__Exercise aim__
Copy each of the lines below word for word, leaving out the pictures.

__Entries provided__
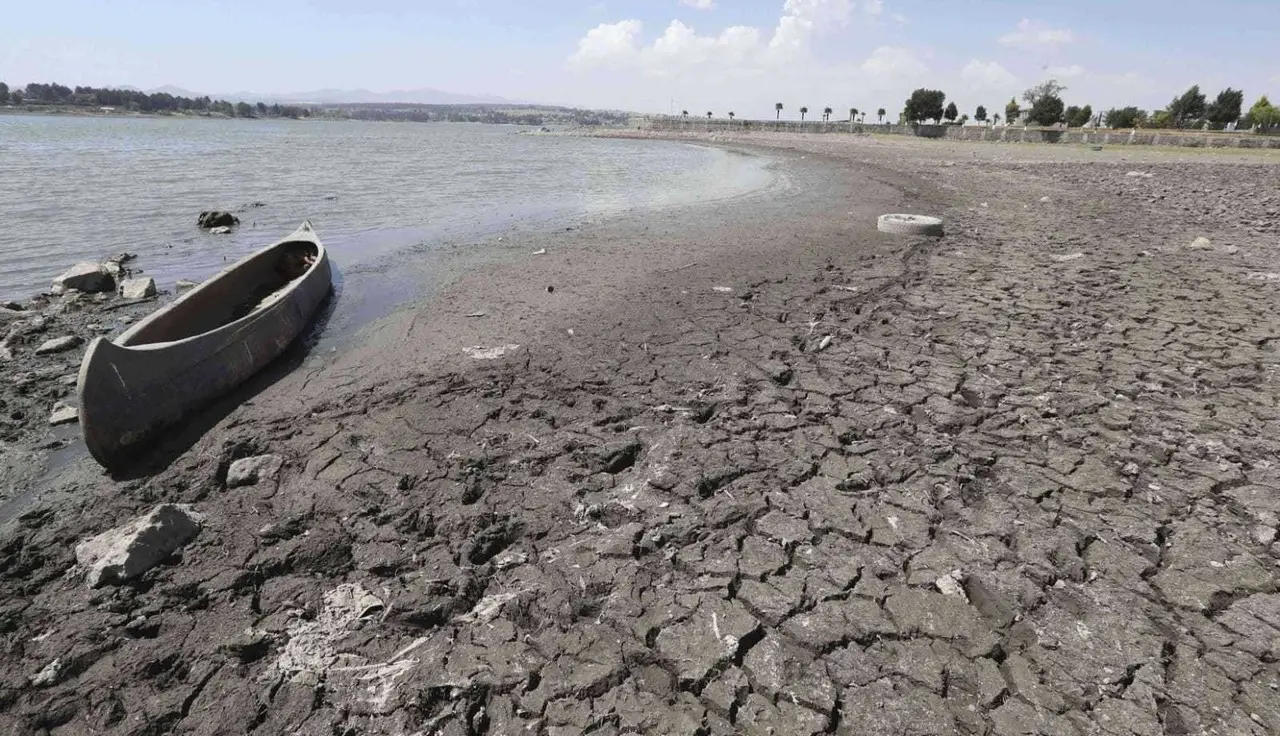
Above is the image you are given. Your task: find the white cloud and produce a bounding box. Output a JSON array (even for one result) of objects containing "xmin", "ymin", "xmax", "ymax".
[
  {"xmin": 960, "ymin": 59, "xmax": 1018, "ymax": 92},
  {"xmin": 1044, "ymin": 64, "xmax": 1084, "ymax": 81},
  {"xmin": 560, "ymin": 0, "xmax": 931, "ymax": 118},
  {"xmin": 568, "ymin": 20, "xmax": 644, "ymax": 68},
  {"xmin": 1000, "ymin": 18, "xmax": 1075, "ymax": 49}
]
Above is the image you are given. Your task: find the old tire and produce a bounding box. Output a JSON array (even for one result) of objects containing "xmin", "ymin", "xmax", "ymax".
[{"xmin": 876, "ymin": 215, "xmax": 942, "ymax": 236}]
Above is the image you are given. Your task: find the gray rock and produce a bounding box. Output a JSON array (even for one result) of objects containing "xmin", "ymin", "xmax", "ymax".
[
  {"xmin": 49, "ymin": 402, "xmax": 79, "ymax": 426},
  {"xmin": 120, "ymin": 276, "xmax": 156, "ymax": 300},
  {"xmin": 76, "ymin": 503, "xmax": 202, "ymax": 588},
  {"xmin": 36, "ymin": 335, "xmax": 84, "ymax": 356},
  {"xmin": 196, "ymin": 210, "xmax": 239, "ymax": 230},
  {"xmin": 54, "ymin": 261, "xmax": 115, "ymax": 293},
  {"xmin": 31, "ymin": 657, "xmax": 63, "ymax": 687},
  {"xmin": 227, "ymin": 454, "xmax": 284, "ymax": 488}
]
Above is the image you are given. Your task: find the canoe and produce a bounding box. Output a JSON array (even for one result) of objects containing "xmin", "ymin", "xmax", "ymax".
[{"xmin": 77, "ymin": 221, "xmax": 333, "ymax": 468}]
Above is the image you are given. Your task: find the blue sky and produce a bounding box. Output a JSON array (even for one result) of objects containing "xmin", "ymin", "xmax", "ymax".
[{"xmin": 0, "ymin": 0, "xmax": 1280, "ymax": 118}]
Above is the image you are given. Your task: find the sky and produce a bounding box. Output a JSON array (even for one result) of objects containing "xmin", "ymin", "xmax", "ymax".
[{"xmin": 0, "ymin": 0, "xmax": 1280, "ymax": 119}]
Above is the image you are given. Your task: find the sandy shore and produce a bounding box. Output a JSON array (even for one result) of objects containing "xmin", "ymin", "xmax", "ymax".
[{"xmin": 0, "ymin": 136, "xmax": 1280, "ymax": 736}]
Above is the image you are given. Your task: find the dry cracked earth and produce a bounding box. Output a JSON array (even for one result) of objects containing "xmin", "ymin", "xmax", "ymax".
[{"xmin": 0, "ymin": 143, "xmax": 1280, "ymax": 736}]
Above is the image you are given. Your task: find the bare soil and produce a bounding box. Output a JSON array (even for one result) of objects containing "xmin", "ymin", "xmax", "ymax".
[{"xmin": 0, "ymin": 136, "xmax": 1280, "ymax": 736}]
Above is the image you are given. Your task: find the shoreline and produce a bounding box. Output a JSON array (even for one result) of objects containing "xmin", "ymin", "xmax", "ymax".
[{"xmin": 0, "ymin": 137, "xmax": 1280, "ymax": 736}]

__Task solution__
Above is the image you are given. Your task: find the white cloud and produce a bounding box. Output a JSON array (even for one result) of objects containing "xmin", "ymin", "xmax", "ymax".
[
  {"xmin": 960, "ymin": 59, "xmax": 1018, "ymax": 92},
  {"xmin": 1044, "ymin": 64, "xmax": 1084, "ymax": 81},
  {"xmin": 560, "ymin": 0, "xmax": 931, "ymax": 118},
  {"xmin": 568, "ymin": 20, "xmax": 644, "ymax": 68},
  {"xmin": 1000, "ymin": 18, "xmax": 1075, "ymax": 49}
]
Above is the image you are given. Your task: find the old tire and produce a bounding box. Output a JSON array (even for one result) of objects containing "xmin", "ymin", "xmax", "ymax".
[{"xmin": 876, "ymin": 215, "xmax": 942, "ymax": 236}]
Above is the image you are given. Your task: find the gray rock and produce a bounding box. Output a JSON array (even for one result) of objects containing "xmin", "ymin", "xmax", "ymax".
[
  {"xmin": 49, "ymin": 402, "xmax": 79, "ymax": 426},
  {"xmin": 120, "ymin": 276, "xmax": 156, "ymax": 300},
  {"xmin": 76, "ymin": 503, "xmax": 202, "ymax": 588},
  {"xmin": 36, "ymin": 335, "xmax": 84, "ymax": 356},
  {"xmin": 196, "ymin": 210, "xmax": 239, "ymax": 230},
  {"xmin": 54, "ymin": 261, "xmax": 115, "ymax": 293},
  {"xmin": 31, "ymin": 657, "xmax": 63, "ymax": 687},
  {"xmin": 227, "ymin": 454, "xmax": 284, "ymax": 488}
]
Above is the image you are given. Your task: find the canoe and produce a bounding box. Output a JSON array (even for one result) of objects containing "xmin", "ymin", "xmax", "ymax".
[{"xmin": 77, "ymin": 221, "xmax": 333, "ymax": 468}]
Above is the image you are given. Your task: find the blue sky and produce a bounding box. Output a JSON array (even for one result) of objects containing "xmin", "ymin", "xmax", "ymax".
[{"xmin": 0, "ymin": 0, "xmax": 1280, "ymax": 118}]
Above is the image you are given. Your task: find the sky and produce a bounding box. Output a JSON array (even for one result) of objects containing "xmin", "ymin", "xmax", "ymax".
[{"xmin": 0, "ymin": 0, "xmax": 1280, "ymax": 119}]
Above is the image you are given. Your task: find the sandy shore and produce a bounding box. Output a JSON array (even for one result) of objects containing "xmin", "ymin", "xmax", "ymax".
[{"xmin": 0, "ymin": 136, "xmax": 1280, "ymax": 736}]
Above is the image you are given. Your task: find the dry cracked earth and produce a bounding box. Output a JSON array (even for one result) of objects containing "xmin", "ymin", "xmax", "ymax".
[{"xmin": 0, "ymin": 143, "xmax": 1280, "ymax": 736}]
Above is the image you are given. Your task: find the bare soil and produce a bounding box. Output a JSON array (even for one result) of objects containing "xmin", "ymin", "xmax", "ymax".
[{"xmin": 0, "ymin": 136, "xmax": 1280, "ymax": 736}]
Above is the image you are given. Your task: find the shoreline and produce a bounding box. Output a JSON array (even for one result) of objects containing "xmin", "ymin", "xmax", "ymax".
[{"xmin": 0, "ymin": 137, "xmax": 1280, "ymax": 736}]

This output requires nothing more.